======== Extrait retenu ========
Sur l'aide à mourir, les soignants sont divisés mais exigent tous des prérequis : collégialité de la décision, clause de conscience...

© Midjourney x WUD

L'Ordre des médecins, dans des recommandations en avril 2023, ne s'opposait pas formellement à "l'aide active à mourir", mais énonçait des conditions à respecter si le législateur devait la mettre en place.

"L'évaluation" de la demande d'aide à mourir, "la décision d'éligibilité (...) et la responsabilité devrait être collégiale", estimait notamment cette instance, qui se prononcera spécifiquement sur le projet de loi lorsqu'il sera présenté au Conseil des ministres, en avril.

L'Ordre s'opposait également à ce que l'aide à mourir concerne les mineurs ou les personnes hors d'état d'exprimer leur volonté et demandait qu'une clause de conscience laisse la possibilité à un médecin de ne pas prescrire ou administrer un produit mortel.

Cette position apparaît intermédiaire entre l'opposition résolue au suicide assisté de la Société française de soins palliatifs (SFAP) et d'autres organisations de médecins et d'infirmières, et des positions plus ouvertes, défendues par d'autres soignants.

L’euthanasie déjà pratiquée « sous le manteau » 

Du côté des médecins généralistes, "je pense que nous sommes globalement dans le même équilibre que la Convention citoyenne", qui avait demandé la légalisation de l'aide active à mourir, indique à l'AFP le docteur Sylvain Bouquet, vice-président du Collège de médecine générale.

"Nous avons tous eu un proche pour lequel nous nous sommes demandés : Pourquoi on le laisse mourir comme ça", dit-il. Sans compter que, dans certaines situations extrêmes, l'euthanasie est pratiquée "sous le manteau", ajoute-t-il.

"Si en tant que médecin, vous mettez en place une sédation terminale un peu forte, un peu limite, vous ne pouvez pas en parler. Ça serait bien que la société nous donne un cadre, des limites", estime-t-il.

Pour autant, le Collège de médecine générale demande lui aussi des contraintes pour encadrer le suicide assisté : la collégialité de la décision, l'existence d'une clause de conscience...

Le plus difficile pour un soignant sur le plan éthique est sans doute la question de l'euthanasie : peut-il donner lui-même un produit mortel à une personne qui ne peut plus se l'administrer elle-même ?

L'Ordre des médecins se dit "défavorable à la participation active du médecin lors de la prise du produit létal par le patient" : pas de geste actif du médecin, donc, même s'il "pourra accompagner son patient jusqu'à ses derniers instants".
======== Les données ========
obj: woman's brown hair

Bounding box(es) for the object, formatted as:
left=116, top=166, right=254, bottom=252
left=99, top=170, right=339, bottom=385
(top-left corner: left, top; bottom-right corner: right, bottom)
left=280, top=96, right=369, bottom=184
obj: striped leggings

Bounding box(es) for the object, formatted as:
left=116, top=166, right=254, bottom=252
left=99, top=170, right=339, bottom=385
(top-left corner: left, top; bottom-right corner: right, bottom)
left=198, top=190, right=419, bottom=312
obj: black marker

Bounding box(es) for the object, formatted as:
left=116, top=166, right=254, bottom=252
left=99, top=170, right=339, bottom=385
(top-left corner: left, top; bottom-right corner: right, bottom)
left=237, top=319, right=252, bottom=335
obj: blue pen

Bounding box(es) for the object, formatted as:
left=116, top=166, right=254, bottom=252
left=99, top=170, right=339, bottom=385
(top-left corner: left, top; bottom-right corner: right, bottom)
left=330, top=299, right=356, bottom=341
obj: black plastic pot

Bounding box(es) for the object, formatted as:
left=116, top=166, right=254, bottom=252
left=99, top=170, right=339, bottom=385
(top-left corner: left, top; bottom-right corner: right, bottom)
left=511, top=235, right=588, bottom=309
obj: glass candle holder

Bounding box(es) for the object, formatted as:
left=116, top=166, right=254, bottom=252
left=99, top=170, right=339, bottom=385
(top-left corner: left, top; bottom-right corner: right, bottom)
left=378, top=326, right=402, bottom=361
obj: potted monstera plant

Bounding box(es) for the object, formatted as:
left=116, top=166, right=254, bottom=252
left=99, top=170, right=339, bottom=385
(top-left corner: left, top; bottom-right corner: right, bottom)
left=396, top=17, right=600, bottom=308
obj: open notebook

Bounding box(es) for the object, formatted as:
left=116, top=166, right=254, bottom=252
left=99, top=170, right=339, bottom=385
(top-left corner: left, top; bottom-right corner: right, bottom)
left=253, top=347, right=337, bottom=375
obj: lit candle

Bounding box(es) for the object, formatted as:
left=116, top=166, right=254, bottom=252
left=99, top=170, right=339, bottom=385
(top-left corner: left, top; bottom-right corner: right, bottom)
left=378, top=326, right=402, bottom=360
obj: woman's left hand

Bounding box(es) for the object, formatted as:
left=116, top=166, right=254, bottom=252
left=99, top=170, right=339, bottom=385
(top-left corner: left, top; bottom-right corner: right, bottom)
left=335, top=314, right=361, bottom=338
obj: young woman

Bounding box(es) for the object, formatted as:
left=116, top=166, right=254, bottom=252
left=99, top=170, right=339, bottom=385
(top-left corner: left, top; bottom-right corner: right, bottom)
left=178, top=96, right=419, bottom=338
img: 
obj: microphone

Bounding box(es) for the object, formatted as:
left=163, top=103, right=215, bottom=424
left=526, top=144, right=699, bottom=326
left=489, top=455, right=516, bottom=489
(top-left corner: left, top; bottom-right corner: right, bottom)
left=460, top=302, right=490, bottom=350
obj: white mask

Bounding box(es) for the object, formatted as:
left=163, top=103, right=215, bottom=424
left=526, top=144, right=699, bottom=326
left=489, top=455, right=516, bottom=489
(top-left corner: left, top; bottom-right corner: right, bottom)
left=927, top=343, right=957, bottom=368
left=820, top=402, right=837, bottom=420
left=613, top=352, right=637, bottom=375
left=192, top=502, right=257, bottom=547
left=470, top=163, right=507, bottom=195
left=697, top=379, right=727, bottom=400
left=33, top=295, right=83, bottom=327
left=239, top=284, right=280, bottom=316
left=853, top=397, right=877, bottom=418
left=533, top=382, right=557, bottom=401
========
Prolongez l'extrait sur l'aide à mourir après sa dernière phrase. Les enregistrements n'ont aucun lien avec l'extrait sur l'aide à mourir.

Résultat attendu →
« Un accès plus large aux soins palliatifs » suffirait

"Dans les faits", le besoin qu'aurait un malade de recourir à un tiers "ne correspond quasiment à aucune situation", minimise le professeur Régis Aubry, co-rapporteur de l'avis du Comité national d'éthique (CCNE) qui avait ouvert la voie à l'aide active à mourir.

"J'ai vu en Suisse un système où le patient" déclenche l'administration du "produit avec un mouvement de la paupière", a-t-il dit.

En tout cas, selon lui, si la France instaure une forme de suicide assisté, "il faudra absolument se doter d'un dispositif d'évaluation" pour "déceler d'éventuels effets inattendus".

Face à ces questionnements, le Premier ministre, Gabriel Attal, a confirmé mardi à l'Assemblée nationale que la future aide à mourir serait "encadrée par des conditions strictes, des critères précis, une décision collégiale de l’équipe médicale".

Nombre de soignants demeurent sceptiques et estiment qu'un accès plus large aux soins palliatifs suffirait pour résoudre l'essentiel des situations difficiles.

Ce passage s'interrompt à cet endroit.